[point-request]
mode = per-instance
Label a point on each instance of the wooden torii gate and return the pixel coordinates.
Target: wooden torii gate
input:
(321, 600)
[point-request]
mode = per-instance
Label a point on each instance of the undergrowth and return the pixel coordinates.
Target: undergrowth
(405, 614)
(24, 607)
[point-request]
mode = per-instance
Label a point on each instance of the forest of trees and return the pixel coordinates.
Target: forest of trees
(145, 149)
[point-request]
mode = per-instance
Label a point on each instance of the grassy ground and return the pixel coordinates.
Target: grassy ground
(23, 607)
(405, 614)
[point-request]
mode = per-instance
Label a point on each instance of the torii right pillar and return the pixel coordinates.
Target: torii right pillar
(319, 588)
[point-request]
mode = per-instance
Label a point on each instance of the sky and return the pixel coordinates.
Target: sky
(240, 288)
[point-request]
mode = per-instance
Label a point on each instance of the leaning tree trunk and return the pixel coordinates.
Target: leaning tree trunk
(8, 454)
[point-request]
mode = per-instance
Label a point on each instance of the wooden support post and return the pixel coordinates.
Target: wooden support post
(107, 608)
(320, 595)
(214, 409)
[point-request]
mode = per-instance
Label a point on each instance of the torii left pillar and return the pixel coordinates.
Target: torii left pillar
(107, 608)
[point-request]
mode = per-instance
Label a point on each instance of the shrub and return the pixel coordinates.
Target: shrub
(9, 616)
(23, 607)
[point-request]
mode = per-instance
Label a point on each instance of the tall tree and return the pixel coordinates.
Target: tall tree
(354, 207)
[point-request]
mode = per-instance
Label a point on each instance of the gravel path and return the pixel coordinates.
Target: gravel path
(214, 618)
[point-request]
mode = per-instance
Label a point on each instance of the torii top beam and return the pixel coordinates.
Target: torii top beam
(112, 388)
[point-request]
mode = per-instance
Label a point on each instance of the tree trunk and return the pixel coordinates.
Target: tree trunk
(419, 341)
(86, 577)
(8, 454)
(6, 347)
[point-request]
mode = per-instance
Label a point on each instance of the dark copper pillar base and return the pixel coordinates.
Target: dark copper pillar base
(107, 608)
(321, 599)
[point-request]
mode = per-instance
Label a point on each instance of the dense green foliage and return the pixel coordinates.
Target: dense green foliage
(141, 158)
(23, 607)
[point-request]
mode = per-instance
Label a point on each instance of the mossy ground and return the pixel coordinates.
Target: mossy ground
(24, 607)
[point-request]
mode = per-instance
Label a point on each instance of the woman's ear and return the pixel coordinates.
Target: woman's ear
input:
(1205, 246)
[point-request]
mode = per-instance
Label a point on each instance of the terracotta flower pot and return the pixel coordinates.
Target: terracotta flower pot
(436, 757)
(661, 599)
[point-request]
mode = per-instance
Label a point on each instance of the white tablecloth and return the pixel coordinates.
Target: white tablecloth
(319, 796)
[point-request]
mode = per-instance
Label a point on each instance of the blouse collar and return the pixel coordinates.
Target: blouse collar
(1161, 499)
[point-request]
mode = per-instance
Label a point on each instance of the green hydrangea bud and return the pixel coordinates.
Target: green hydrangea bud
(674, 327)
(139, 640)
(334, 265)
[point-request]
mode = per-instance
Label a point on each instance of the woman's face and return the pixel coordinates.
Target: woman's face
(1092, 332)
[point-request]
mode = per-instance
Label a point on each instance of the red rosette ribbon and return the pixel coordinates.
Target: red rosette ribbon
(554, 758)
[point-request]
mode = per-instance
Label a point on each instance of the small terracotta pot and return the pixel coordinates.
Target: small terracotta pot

- _Goal_
Count the lines in the data above that contain the word "gravel", and reply with the number alone.

- _Completed exercise_
2